[Source data]
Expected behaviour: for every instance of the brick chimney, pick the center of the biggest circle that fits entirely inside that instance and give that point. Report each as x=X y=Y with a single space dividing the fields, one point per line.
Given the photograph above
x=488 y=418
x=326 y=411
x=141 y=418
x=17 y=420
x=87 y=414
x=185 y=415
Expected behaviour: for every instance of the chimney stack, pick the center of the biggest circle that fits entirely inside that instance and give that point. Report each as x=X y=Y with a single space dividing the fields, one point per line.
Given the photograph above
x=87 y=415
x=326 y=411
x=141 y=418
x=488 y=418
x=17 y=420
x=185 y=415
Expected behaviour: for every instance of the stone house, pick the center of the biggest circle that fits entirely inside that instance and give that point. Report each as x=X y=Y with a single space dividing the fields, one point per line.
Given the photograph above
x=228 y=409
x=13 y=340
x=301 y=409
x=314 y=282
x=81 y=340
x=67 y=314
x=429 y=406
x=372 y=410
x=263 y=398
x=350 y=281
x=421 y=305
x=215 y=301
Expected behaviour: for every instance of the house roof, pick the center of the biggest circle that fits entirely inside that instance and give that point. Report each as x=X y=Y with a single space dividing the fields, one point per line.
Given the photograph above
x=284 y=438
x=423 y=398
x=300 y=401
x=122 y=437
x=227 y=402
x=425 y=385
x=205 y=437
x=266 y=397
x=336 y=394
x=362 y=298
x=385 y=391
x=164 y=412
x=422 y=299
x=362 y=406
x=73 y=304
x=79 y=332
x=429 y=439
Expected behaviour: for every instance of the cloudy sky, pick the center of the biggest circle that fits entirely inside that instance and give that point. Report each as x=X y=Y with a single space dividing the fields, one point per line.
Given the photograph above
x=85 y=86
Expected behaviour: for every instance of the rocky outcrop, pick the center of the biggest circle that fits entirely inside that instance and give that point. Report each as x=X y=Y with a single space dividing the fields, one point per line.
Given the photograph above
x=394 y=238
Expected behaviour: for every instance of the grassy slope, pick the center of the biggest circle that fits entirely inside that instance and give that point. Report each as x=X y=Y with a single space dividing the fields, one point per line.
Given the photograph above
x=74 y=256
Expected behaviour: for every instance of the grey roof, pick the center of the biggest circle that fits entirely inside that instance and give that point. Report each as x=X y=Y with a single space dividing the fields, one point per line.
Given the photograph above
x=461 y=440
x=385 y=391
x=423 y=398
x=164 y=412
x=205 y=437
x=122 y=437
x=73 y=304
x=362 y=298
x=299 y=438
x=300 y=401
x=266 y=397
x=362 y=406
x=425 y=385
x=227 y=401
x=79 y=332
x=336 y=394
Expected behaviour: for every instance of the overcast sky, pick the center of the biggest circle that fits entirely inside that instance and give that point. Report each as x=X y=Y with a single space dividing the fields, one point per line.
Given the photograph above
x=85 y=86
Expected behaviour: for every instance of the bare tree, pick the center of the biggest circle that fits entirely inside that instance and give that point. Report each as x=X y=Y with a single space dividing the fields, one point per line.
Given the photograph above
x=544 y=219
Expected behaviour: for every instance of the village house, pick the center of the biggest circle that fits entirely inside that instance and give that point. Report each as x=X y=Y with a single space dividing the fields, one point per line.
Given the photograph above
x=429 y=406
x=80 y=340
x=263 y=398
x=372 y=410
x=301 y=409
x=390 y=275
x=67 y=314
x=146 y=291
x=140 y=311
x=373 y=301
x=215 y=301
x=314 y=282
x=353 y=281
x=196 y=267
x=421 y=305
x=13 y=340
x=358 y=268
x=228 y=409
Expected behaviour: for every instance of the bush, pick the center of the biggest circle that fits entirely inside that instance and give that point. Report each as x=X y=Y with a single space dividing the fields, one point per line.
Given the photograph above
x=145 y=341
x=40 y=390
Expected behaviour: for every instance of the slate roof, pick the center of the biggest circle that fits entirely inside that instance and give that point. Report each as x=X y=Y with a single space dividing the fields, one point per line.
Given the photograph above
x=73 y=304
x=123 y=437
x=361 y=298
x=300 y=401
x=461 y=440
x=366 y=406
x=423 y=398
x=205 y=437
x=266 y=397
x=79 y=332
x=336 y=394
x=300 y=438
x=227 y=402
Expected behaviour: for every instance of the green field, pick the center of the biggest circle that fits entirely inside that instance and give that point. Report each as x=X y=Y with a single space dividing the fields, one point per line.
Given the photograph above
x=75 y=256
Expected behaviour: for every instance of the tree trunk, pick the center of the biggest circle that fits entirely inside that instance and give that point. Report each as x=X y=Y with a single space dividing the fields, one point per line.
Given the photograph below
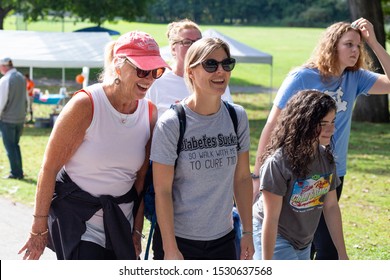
x=371 y=108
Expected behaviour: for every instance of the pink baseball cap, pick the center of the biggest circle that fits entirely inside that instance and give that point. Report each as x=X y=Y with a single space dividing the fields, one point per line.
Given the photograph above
x=141 y=49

**GOAL OF THE EXERCISE**.
Would you please write out the entries in full, exactly as they read, but without pictures?

**RESULT BELOW**.
Expected behaviour: for every instance of the brick chimney, pick the center of the biggest circle that fits entirely inside that instance and give that point. Report each as x=X y=Y with a single space dividing the fields, one point per line.
Given the photograph above
x=488 y=418
x=326 y=411
x=141 y=418
x=17 y=420
x=87 y=414
x=185 y=415
Expected behaviour: for every instance of the chimney stack, pick the center of the biggest circle that fits entirely inside that instance and give that point. Report each as x=X y=Y with a single space dividing the fields, one point per line.
Given the photograph above
x=87 y=415
x=326 y=411
x=141 y=418
x=488 y=418
x=17 y=420
x=185 y=415
Expected behaviour: for every instance of the stone house, pick the center of the biggest circle that fits entirely inside that instance and give that point. Report each as x=X y=Y with a single space dividing the fields, one point per line.
Given the photograph above
x=228 y=409
x=13 y=340
x=301 y=409
x=314 y=282
x=81 y=340
x=67 y=314
x=429 y=406
x=372 y=410
x=263 y=398
x=350 y=281
x=421 y=305
x=215 y=301
Expected behaviour: for every instance of the house roof, pick the center of the biggest circle that fits entirely inside that instance and give that point. Report each as x=X y=Y with a single space dividing the fields, one point per line.
Given the photograph above
x=284 y=438
x=423 y=398
x=300 y=401
x=122 y=437
x=227 y=402
x=425 y=385
x=205 y=437
x=266 y=397
x=336 y=394
x=362 y=298
x=385 y=391
x=164 y=412
x=422 y=299
x=362 y=406
x=73 y=304
x=79 y=332
x=429 y=439
Expected behaviour: for every instance of the cloudy sky, pick the center of the biggest circle that fits entirely inside that instance and give that point. Report each as x=X y=Y with a single space dividing the fields, one point per line.
Given the photograph above
x=85 y=86
Expected behaviour: for every instance of the rocky outcrop, pick the center of the biggest circle that fits entirely inside that instance and give that point. Report each as x=X y=Y with a single space dividing the fields, one point per line.
Given the photograph above
x=394 y=238
Expected behaviour: for every instance of the grassy slope, pick the center of the biggest circle that fits entirely inside that instance and give that point. Report each as x=X y=Y with a single space dividing the fields, one point per line.
Given the photograph above
x=74 y=256
Expected behaviour: for every instance of the grey roof, pick the center of the biggest circle that fits entirely inside that instance and give that point. Report each as x=X y=Y with a single space dividing the fields, one point per line.
Given the photograph above
x=461 y=440
x=385 y=391
x=423 y=398
x=164 y=412
x=205 y=437
x=122 y=437
x=73 y=304
x=362 y=298
x=299 y=438
x=300 y=401
x=266 y=397
x=362 y=406
x=425 y=385
x=227 y=401
x=79 y=332
x=336 y=394
Expected behaviour: for every instance of the overcast sky, pick the center of the biggest circle that fits entirely inside that instance and give that point. Report each as x=X y=Y with a single space dividing the fields, one point per line.
Given the photograph above
x=85 y=86
Expected behaviour: for every instance of the bare tree, pick the center of the biggest circle that fits entirely inside that instance and give that point. Report each as x=X y=Y with a single space dividing the fields, one point per line.
Given the photograph above
x=544 y=219
Expected behaviour: for every instance of the village house, pick the center of the biggest circle that fits entirely inside that instance and give that point. Report each as x=X y=Y with a single space dividing the fields, one point per line.
Given the photograph above
x=429 y=406
x=80 y=340
x=263 y=398
x=372 y=410
x=301 y=409
x=390 y=275
x=67 y=314
x=146 y=291
x=140 y=311
x=373 y=301
x=215 y=301
x=314 y=282
x=353 y=281
x=196 y=267
x=421 y=305
x=13 y=340
x=358 y=268
x=228 y=409
Expected behaviour: for every instance of the bush, pick the center of the biggest circle that fits entirely inside that instance and give that point. Report each as x=X y=Y with a single space dividing the fields, one point per line.
Given the photograph above
x=145 y=341
x=40 y=390
Expected behaviour: for every instance of the slate roof, pick the center of the biggest circle that fits entirely inside that instance and give that point. Report each as x=X y=Y with a single space dividing the fields, one point per line.
Given the photograph above
x=73 y=304
x=123 y=437
x=361 y=298
x=300 y=401
x=461 y=440
x=366 y=406
x=423 y=398
x=205 y=437
x=266 y=397
x=79 y=332
x=336 y=394
x=300 y=438
x=227 y=402
Expected behaviour: for every instance of the green field, pick the center of the biggest circle that fits entirely inside that instance and give that point. Report each as x=X y=Y with a single space dividing the fields, one point per line.
Given the photograph above
x=75 y=256
Expected behaviour: for every instance of the tree trunk, pick the center of the biggest circle that fits entirely inside that instance and give that point. Report each as x=X y=Y with a single space dividing the fields, one point per line.
Given the photograph below
x=371 y=108
Expected behaviour: for every instance of the pink baseball cap, pick the center of the biggest circle that fits entirely inside that instance and give that point. Report each as x=X y=Y with a single space dividing the fields, one point per line.
Given the photograph above
x=141 y=49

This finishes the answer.